Excerpts from point annotation data
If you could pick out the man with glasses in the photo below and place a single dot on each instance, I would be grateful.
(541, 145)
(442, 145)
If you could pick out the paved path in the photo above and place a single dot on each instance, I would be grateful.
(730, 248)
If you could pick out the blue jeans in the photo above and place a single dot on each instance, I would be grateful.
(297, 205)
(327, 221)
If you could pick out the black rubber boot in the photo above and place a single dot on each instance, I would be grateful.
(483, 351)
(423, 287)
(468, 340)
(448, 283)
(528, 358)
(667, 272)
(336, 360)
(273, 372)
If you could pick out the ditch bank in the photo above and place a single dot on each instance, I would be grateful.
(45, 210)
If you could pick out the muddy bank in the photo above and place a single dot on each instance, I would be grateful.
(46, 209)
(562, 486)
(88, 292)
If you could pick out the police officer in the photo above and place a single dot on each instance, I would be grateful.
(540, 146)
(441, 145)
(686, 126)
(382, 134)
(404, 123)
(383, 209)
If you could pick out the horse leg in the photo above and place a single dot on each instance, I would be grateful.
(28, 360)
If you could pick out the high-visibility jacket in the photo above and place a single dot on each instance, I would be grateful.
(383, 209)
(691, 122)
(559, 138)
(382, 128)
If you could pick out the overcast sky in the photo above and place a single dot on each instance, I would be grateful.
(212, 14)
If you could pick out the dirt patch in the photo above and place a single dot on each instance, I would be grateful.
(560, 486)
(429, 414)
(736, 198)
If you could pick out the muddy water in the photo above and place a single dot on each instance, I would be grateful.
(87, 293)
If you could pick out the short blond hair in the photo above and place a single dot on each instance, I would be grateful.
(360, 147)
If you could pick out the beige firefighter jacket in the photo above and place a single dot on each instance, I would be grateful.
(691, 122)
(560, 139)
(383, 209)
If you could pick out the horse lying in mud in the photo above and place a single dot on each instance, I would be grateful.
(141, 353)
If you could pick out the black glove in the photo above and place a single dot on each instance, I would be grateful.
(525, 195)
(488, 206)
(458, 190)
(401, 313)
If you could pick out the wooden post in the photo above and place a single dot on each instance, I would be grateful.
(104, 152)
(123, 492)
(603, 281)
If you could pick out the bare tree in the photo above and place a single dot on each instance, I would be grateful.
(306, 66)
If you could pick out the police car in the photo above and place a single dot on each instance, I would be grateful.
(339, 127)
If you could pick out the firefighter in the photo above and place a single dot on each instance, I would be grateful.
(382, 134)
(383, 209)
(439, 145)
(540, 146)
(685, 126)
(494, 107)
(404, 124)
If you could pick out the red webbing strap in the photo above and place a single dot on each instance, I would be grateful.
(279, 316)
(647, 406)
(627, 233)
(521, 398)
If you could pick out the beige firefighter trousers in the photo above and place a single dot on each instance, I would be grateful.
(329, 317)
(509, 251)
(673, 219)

▸ Brief: Copy out the entries above word for word, from the line containing "If you could pick out the police car" down through the end of the entries.

▸ Finished exercise:
If you could pick out the police car in the photo above and place a single dot on each instance, I would be grateful.
(339, 127)
If you could pick out the firefighter in the photo above and place a single dot on each instance, I would be grateful.
(382, 134)
(383, 209)
(439, 145)
(540, 146)
(685, 126)
(494, 107)
(404, 124)
If you could pick out the red webbing strap in the photo above and place a single dot on each instance, I would be grateful.
(279, 316)
(647, 406)
(627, 233)
(521, 398)
If you could pick out the beige firefighter trousers in the photo above and place a single dot on each instance, I would be grateful.
(329, 317)
(509, 251)
(673, 219)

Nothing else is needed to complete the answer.